À FAIRE:
1/ Recopiez fidèlement le passage du jugement, de "[1]               Les demandeurs" à "la présente demande.".
2/ D'après le jugement, de quel pays les demandeurs sont-ils citoyens ?
**** TEXTE À LIRE ****
Dossier : IMM‑5035‑11

Référence : 2012 CF 270

[TRADUCTION FRANÇAISE CERTIFIÉE, NON RÉVISÉE]

Toronto (Ontario), le 27 février 2012

En présence de monsieur le juge Hughes

 

 

ENTRE :

 

OSSEL O’BRIAN FORBES

ERICA MICHELLE FORBES NEE APPLETON

(alias ERICA MICHELLE FORBES)

 

 

 

demandeurs

et

 

 

 

LE MINISTRE DE LA CITOYENNETÉ

ET DE L’IMMIGRATION

 

 

 

défendeur

 

 

 

 

MOTIFS DU JUGEMENT ET JUGEMENT

 

[1]               Les demandeurs sont mari et femme et sont tous les deux citoyens de la Jamaïque. Le mari est arrivé au Canada en 2006 et sa femme, en 2008. Ils ont tous les deux demandé l’asile. Leur demande a été rejetée aux termes d’une décision en date du 5 juillet 2001 rendue par un commissaire de la Section de la protection des réfugiés de la Commission de l’immigration et du statut de réfugié du Canada. Les demandeurs sollicitent le contrôle judiciaire de cette décision ainsi que son annulation. Je rejette la présente demande.
**** DONNÉES AFFICHÉES ****
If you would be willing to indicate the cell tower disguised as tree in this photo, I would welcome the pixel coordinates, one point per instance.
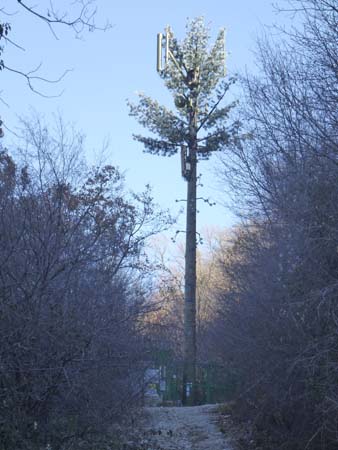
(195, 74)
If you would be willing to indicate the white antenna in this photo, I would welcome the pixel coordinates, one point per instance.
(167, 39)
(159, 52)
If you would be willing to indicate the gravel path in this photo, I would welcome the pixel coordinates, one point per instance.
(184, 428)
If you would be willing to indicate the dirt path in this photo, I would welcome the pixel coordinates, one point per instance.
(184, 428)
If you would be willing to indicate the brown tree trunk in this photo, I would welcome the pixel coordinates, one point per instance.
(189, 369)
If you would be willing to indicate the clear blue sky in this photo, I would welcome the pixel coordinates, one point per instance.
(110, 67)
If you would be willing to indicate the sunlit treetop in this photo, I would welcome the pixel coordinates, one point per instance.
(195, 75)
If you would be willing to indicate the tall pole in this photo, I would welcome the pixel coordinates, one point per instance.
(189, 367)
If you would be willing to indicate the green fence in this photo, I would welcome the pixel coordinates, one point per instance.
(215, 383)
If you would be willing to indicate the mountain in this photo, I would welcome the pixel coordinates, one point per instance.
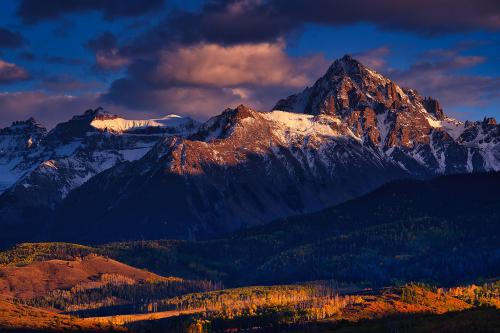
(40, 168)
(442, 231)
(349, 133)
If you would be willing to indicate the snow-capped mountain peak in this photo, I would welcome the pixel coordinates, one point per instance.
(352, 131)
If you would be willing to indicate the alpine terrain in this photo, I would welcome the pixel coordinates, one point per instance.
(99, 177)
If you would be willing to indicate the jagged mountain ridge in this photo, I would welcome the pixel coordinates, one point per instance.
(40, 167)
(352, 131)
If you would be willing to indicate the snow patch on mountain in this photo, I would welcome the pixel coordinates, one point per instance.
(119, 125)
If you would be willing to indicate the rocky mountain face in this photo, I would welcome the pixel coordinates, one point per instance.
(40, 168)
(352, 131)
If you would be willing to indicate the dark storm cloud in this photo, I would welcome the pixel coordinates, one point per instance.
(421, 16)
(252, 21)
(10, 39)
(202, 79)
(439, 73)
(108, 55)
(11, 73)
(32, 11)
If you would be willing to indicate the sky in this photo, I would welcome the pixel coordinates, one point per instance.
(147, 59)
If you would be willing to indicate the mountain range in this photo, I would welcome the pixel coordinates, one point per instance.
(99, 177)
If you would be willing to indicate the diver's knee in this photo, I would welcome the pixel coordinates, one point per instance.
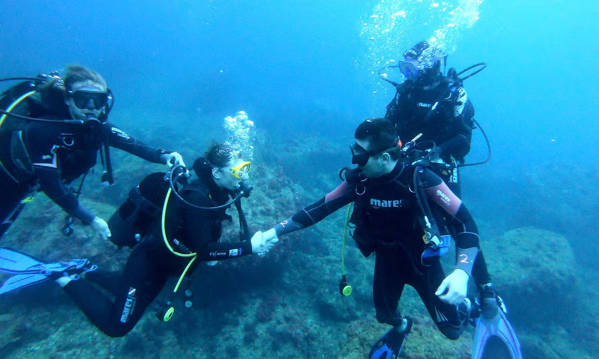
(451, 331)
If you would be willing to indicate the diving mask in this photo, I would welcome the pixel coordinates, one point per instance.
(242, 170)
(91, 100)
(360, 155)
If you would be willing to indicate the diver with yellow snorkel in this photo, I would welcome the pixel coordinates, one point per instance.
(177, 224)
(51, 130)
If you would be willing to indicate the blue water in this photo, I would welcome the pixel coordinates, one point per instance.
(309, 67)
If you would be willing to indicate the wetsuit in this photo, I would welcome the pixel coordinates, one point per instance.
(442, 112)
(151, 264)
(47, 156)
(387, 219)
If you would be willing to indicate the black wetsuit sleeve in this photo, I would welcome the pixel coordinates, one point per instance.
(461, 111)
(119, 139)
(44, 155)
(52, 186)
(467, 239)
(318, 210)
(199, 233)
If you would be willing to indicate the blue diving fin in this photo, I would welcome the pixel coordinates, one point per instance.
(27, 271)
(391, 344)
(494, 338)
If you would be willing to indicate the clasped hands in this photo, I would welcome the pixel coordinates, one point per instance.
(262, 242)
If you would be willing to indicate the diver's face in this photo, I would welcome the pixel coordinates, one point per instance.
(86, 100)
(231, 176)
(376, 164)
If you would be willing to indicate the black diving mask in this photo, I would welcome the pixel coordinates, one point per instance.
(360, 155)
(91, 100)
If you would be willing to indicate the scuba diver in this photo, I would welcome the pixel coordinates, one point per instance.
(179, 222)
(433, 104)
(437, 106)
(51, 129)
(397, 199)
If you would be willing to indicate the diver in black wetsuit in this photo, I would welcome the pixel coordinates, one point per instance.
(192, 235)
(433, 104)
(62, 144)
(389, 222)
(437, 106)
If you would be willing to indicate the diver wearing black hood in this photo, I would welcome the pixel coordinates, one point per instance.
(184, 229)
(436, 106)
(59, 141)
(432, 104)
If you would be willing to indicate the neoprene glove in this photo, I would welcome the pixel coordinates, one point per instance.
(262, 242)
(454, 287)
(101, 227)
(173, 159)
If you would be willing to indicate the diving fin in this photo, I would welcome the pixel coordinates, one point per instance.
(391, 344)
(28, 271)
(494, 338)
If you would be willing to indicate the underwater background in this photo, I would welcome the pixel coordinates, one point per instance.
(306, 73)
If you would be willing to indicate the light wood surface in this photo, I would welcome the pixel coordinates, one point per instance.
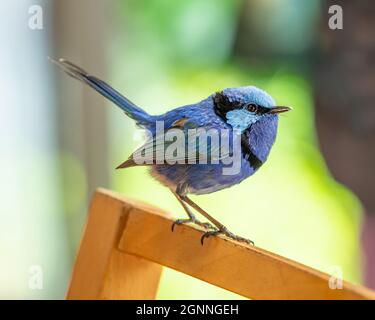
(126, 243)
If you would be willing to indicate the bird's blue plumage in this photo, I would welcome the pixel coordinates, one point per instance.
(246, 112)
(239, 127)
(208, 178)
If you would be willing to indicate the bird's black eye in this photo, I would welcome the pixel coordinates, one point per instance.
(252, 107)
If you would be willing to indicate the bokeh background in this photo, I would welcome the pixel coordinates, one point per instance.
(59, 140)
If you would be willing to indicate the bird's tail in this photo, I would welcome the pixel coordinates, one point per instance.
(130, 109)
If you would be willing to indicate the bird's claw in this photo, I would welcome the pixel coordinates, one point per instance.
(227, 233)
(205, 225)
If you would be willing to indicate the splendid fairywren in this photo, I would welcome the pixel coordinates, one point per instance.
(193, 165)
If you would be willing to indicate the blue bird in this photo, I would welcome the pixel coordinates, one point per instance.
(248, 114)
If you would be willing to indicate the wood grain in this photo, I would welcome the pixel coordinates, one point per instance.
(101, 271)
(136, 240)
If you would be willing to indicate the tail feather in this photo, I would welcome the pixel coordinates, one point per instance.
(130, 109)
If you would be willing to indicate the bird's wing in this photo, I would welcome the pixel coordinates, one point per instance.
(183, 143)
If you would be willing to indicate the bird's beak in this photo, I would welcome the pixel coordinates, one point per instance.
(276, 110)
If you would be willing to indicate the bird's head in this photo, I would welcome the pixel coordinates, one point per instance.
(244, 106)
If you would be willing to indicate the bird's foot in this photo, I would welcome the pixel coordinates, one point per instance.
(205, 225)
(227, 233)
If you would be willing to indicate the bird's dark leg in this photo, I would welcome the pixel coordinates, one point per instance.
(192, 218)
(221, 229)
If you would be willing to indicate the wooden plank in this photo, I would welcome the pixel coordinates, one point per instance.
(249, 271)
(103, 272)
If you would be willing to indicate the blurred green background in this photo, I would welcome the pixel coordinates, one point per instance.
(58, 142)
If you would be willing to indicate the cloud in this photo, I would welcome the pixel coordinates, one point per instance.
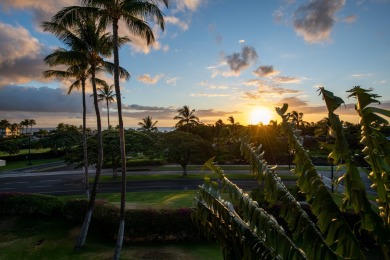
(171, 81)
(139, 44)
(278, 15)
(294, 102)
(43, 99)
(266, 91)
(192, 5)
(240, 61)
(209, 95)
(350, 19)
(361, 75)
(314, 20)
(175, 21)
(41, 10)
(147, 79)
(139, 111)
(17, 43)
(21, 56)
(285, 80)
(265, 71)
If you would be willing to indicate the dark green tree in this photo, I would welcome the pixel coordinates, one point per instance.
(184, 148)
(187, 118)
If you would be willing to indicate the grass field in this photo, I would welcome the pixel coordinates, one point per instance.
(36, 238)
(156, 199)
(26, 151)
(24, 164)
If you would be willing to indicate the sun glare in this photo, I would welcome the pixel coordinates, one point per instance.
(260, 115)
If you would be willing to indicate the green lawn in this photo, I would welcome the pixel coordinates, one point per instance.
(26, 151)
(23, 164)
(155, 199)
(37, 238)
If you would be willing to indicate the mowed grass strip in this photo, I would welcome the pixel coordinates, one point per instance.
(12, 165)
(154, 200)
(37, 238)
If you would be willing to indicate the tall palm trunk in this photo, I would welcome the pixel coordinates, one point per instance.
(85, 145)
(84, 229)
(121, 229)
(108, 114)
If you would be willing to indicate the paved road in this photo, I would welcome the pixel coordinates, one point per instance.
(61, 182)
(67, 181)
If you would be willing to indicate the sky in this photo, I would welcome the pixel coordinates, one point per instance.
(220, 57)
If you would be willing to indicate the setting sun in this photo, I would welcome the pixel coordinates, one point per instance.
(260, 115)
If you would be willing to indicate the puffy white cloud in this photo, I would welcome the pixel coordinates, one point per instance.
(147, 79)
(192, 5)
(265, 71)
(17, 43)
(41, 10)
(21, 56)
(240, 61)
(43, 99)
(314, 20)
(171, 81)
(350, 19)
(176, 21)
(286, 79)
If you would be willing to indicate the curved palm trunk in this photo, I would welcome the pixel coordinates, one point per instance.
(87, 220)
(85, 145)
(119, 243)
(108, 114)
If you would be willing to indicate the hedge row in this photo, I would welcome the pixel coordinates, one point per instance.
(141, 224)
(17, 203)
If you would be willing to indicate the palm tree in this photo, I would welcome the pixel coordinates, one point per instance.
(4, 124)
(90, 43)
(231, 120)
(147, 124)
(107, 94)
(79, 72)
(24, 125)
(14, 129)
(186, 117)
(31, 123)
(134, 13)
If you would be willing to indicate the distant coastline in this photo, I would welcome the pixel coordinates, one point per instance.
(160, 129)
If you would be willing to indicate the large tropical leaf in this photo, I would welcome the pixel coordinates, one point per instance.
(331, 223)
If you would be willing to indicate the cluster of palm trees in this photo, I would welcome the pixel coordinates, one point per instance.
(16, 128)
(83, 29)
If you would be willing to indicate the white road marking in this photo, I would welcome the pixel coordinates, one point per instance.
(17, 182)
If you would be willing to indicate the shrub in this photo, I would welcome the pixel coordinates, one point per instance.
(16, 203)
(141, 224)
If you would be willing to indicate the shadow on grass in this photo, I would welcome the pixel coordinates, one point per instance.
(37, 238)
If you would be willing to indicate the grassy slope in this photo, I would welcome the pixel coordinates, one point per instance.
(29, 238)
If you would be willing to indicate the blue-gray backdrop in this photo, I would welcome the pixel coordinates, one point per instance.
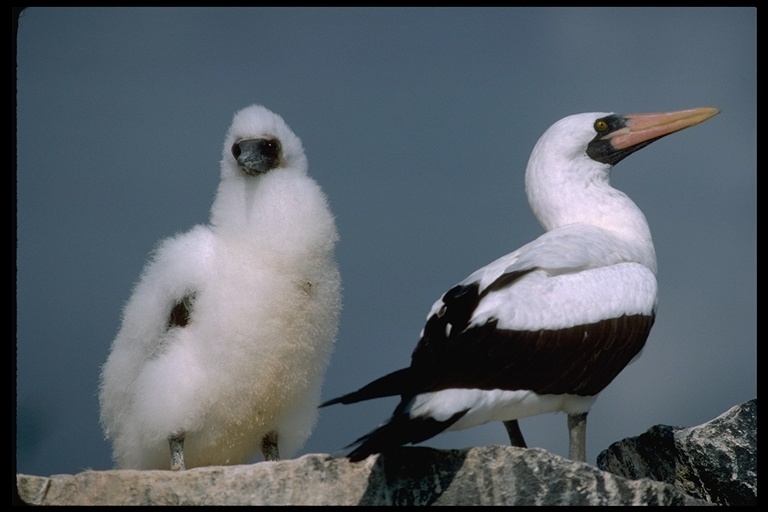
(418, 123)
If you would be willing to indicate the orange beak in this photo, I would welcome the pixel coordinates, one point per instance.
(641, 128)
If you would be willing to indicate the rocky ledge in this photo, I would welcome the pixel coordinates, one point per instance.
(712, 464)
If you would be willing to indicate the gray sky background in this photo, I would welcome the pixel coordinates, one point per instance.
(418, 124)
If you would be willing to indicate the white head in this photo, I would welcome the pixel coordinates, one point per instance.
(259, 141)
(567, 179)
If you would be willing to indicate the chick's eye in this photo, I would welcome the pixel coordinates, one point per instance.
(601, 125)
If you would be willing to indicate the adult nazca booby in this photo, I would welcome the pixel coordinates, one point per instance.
****
RÉPONSES PAR TÂCHE:
1/
[1]               Les demandeurs sont mari et femme et sont tous les deux citoyens de la Jamaïque. Le mari est arrivé au Canada en 2006 et sa femme, en 2008. Ils ont tous les deux demandé l’asile. Leur demande a été rejetée aux termes d’une décision en date du 5 juillet 2001 rendue par un commissaire de la Section de la protection des réfugiés de la Commission de l’immigration et du statut de réfugié du Canada. Les demandeurs sollicitent le contrôle judiciaire de cette décision ainsi que son annulation. Je rejette la présente demande.

2/ Les demandeurs sont tous les deux citoyens de la Jamaïque.